What lines in the material hold the string "below"? Return every one of them.

■ ■ ■

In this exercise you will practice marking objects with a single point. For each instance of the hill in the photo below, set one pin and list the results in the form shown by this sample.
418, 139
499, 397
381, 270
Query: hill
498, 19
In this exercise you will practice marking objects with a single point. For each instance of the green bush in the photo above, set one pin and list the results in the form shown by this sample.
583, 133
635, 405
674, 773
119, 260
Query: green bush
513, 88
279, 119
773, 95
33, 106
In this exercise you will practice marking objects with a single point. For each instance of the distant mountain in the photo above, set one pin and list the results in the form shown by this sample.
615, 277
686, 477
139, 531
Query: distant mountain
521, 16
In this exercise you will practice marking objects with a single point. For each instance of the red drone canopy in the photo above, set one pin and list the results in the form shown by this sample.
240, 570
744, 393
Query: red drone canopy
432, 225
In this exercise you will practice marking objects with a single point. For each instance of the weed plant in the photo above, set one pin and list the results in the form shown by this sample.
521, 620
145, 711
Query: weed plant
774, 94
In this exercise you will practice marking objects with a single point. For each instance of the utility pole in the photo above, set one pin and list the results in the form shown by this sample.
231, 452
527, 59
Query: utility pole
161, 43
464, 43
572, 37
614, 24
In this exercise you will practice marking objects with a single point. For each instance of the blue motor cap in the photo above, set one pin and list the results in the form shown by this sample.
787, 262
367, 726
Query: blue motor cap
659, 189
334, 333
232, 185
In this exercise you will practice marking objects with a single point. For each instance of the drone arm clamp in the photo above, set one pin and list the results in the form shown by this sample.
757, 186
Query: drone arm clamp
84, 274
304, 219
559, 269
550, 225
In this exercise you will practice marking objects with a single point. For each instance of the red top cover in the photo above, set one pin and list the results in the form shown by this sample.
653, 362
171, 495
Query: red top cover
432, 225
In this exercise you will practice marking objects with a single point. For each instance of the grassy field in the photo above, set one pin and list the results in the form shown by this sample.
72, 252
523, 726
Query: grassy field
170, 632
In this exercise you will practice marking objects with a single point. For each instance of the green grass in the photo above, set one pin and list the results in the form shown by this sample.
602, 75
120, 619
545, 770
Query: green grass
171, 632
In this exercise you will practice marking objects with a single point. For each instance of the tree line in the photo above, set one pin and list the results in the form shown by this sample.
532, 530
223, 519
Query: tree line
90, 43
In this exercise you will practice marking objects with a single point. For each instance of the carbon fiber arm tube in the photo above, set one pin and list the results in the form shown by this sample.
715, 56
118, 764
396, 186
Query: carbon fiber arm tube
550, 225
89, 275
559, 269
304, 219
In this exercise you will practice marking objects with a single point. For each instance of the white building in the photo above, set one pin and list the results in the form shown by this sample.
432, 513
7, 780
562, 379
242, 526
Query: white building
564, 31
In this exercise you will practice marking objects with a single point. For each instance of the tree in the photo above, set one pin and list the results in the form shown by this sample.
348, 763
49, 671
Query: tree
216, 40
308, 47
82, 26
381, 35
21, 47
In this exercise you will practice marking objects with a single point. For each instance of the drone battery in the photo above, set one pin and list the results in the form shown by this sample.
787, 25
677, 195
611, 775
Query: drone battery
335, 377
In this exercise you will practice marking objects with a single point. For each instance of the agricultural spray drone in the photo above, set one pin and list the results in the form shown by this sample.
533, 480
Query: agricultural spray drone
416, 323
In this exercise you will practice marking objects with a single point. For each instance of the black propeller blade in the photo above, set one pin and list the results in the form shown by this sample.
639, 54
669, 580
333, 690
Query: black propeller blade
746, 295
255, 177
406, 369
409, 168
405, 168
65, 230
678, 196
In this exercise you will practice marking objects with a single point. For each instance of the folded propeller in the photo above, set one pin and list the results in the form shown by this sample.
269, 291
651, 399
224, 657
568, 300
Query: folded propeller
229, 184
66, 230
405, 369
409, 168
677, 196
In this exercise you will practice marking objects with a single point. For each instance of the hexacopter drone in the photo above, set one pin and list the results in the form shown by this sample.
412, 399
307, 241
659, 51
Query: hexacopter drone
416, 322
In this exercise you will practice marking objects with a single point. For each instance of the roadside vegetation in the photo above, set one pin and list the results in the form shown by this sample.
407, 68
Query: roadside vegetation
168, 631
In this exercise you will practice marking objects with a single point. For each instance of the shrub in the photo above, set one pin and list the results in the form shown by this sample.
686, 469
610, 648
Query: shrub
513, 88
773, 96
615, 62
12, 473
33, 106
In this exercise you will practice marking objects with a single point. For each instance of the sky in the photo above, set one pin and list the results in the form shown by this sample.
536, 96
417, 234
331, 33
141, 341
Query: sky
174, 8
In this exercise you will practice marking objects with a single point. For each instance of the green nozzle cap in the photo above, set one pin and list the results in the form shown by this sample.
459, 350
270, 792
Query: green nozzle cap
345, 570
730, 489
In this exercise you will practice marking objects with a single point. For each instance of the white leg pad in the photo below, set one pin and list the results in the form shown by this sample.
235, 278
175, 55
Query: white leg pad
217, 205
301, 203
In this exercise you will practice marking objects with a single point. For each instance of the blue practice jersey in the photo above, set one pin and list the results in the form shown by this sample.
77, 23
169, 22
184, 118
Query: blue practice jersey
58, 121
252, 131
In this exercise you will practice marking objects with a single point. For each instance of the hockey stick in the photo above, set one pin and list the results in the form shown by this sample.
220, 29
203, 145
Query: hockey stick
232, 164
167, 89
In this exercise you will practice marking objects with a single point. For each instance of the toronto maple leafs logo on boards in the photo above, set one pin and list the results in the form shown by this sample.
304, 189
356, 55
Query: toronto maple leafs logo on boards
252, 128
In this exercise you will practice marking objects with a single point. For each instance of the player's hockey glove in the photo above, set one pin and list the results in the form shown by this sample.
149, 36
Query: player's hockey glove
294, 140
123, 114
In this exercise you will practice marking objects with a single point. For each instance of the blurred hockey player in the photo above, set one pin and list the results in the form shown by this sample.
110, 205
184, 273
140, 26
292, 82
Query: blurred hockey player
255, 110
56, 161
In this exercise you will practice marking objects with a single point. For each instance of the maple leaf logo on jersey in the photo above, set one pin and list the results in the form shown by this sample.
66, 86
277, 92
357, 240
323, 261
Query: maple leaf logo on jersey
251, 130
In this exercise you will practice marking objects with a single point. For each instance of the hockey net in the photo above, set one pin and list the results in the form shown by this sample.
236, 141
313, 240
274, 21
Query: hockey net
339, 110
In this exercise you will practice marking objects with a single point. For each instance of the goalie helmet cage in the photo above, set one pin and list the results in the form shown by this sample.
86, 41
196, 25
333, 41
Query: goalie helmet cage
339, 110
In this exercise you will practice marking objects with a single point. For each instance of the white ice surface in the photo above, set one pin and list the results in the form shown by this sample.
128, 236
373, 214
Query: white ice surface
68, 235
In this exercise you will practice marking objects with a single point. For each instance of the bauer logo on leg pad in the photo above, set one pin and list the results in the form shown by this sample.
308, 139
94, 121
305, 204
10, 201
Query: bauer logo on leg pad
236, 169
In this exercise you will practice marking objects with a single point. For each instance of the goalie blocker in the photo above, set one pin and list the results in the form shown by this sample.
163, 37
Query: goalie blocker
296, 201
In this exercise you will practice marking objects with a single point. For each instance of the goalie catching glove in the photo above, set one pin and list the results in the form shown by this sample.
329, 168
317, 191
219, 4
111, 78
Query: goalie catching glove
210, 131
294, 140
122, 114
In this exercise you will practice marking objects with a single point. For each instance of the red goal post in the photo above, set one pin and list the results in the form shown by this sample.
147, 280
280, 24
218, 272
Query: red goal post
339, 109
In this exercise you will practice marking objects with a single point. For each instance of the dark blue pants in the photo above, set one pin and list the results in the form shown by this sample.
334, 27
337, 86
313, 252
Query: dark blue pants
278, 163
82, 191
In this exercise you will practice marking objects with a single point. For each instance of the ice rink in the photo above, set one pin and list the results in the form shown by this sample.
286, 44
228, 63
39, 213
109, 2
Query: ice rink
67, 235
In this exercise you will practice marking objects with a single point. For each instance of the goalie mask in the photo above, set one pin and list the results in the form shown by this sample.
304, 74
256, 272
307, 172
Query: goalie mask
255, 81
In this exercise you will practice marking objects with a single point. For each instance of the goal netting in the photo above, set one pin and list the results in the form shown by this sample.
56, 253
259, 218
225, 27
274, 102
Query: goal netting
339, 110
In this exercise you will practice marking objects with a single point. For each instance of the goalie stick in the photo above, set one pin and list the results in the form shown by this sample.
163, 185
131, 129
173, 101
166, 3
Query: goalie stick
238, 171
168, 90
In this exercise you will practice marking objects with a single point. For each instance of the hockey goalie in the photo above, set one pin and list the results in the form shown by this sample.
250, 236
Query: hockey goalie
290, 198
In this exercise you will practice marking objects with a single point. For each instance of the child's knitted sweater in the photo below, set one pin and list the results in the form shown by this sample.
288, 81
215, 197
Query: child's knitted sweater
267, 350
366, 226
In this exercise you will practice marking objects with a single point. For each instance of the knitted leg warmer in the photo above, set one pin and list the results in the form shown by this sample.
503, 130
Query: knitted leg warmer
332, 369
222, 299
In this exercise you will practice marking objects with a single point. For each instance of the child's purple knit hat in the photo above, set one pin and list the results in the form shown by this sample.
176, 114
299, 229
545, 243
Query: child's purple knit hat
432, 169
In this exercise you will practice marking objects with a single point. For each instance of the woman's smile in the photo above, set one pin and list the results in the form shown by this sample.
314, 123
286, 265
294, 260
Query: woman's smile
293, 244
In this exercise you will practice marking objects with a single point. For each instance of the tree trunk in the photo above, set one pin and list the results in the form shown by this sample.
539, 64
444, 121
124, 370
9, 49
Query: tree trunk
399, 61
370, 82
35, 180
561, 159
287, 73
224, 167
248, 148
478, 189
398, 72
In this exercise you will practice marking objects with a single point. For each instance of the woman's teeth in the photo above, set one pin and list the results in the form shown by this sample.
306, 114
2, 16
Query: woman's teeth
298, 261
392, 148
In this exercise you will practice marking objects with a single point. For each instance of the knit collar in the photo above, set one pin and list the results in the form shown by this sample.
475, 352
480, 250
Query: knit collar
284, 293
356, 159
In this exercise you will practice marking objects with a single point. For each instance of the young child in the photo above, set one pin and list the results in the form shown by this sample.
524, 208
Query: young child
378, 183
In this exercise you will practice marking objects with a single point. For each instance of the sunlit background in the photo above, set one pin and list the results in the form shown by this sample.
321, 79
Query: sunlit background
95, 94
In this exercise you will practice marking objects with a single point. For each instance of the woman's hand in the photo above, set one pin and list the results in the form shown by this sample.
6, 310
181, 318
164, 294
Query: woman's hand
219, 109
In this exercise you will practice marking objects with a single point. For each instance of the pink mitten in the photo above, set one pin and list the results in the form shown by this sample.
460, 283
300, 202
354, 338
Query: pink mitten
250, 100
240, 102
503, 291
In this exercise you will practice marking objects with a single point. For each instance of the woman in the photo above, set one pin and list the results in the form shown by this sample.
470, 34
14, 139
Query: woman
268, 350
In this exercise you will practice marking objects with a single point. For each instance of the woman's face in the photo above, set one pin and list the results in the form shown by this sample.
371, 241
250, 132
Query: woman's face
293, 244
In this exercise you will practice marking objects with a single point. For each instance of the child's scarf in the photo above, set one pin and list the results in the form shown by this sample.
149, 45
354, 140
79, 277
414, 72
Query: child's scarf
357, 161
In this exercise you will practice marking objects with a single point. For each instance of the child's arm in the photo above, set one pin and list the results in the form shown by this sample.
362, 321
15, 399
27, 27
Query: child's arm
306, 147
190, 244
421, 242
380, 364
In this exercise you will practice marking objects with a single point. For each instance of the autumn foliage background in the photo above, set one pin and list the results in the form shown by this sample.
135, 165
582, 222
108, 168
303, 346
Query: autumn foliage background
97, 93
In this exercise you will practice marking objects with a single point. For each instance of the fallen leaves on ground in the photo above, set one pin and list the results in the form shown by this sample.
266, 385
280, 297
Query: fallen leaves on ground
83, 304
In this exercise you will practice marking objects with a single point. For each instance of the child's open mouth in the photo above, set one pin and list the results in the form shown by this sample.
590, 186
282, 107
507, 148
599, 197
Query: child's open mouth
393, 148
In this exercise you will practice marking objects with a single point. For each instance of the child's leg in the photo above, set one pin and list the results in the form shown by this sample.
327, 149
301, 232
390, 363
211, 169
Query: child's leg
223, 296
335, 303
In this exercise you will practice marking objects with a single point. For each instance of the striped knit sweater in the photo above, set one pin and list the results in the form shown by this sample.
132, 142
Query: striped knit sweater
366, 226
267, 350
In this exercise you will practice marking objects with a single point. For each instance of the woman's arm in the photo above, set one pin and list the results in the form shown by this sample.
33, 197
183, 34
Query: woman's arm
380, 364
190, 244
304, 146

■ ■ ■

- _RESULT OF THIS TASK_:
In this exercise you will practice marking objects with a single point. For each instance of the hill in the photo below, set one pin and list the results in the form shown by this sample.
In this exercise you will practice marking objects with a single point. For each instance of the white leg pad in the photo below, set one pin and list the results in the form shown by this sample.
In this exercise you will practice marking objects with a single point. For each instance of the child's knitted sweater in the photo below, set one pin and list the results in the form shown by this sample.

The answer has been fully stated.